BRIEF ->
List every line of the rows below that contains the word "barbed", matching case exactly.

______________________________

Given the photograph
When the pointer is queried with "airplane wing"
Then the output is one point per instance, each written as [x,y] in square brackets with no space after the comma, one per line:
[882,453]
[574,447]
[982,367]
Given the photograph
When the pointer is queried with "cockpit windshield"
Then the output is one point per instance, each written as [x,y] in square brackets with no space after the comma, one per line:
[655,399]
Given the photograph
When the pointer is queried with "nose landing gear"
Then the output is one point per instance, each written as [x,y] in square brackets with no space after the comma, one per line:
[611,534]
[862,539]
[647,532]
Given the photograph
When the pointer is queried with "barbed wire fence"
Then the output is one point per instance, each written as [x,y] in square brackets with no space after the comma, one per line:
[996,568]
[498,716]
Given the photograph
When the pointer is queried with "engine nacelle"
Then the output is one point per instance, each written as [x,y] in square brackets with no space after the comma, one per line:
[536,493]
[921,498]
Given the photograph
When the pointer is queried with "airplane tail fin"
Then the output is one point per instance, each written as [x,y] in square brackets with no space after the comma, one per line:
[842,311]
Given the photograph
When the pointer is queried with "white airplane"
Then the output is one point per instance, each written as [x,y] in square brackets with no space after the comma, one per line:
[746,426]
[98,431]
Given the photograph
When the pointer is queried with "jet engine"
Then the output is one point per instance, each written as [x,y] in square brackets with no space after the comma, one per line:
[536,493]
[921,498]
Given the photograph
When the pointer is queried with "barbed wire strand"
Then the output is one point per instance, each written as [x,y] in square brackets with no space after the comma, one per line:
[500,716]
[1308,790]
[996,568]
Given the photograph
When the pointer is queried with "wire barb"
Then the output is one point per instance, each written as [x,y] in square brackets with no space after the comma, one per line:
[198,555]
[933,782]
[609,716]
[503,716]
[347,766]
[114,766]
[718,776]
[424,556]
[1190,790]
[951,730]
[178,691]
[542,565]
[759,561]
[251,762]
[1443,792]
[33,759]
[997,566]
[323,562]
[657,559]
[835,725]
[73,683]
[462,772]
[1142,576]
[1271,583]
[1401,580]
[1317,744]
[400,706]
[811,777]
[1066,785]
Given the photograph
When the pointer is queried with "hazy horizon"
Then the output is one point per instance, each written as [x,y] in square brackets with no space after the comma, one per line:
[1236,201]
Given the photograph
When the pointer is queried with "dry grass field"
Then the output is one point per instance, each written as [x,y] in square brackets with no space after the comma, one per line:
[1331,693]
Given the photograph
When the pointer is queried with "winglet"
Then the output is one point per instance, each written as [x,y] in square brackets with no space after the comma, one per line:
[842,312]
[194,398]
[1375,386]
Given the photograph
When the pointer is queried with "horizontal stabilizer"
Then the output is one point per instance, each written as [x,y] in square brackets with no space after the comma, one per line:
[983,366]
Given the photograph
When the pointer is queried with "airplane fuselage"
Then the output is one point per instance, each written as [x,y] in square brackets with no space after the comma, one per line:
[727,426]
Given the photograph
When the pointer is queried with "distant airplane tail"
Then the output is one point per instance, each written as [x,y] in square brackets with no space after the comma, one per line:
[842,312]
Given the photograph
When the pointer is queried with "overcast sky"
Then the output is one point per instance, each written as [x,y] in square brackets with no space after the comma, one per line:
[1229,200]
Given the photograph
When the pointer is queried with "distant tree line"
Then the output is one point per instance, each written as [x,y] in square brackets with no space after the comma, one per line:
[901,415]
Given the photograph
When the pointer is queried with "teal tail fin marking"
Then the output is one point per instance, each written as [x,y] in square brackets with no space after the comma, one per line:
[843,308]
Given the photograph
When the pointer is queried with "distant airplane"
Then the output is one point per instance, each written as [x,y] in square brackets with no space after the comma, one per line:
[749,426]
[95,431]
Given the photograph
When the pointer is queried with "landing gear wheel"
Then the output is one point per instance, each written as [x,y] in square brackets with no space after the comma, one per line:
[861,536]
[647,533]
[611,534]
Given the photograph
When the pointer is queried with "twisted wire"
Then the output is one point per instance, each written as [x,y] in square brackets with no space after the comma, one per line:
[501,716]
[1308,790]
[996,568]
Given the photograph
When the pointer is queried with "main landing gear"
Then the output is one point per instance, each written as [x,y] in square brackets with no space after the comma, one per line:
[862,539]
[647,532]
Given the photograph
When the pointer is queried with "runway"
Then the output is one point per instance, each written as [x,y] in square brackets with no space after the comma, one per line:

______________________________

OUTPUT FOR THIS TASK ->
When the pointer is queried with "barbed wire fence"
When the pointer is queried with "barbed wire strand"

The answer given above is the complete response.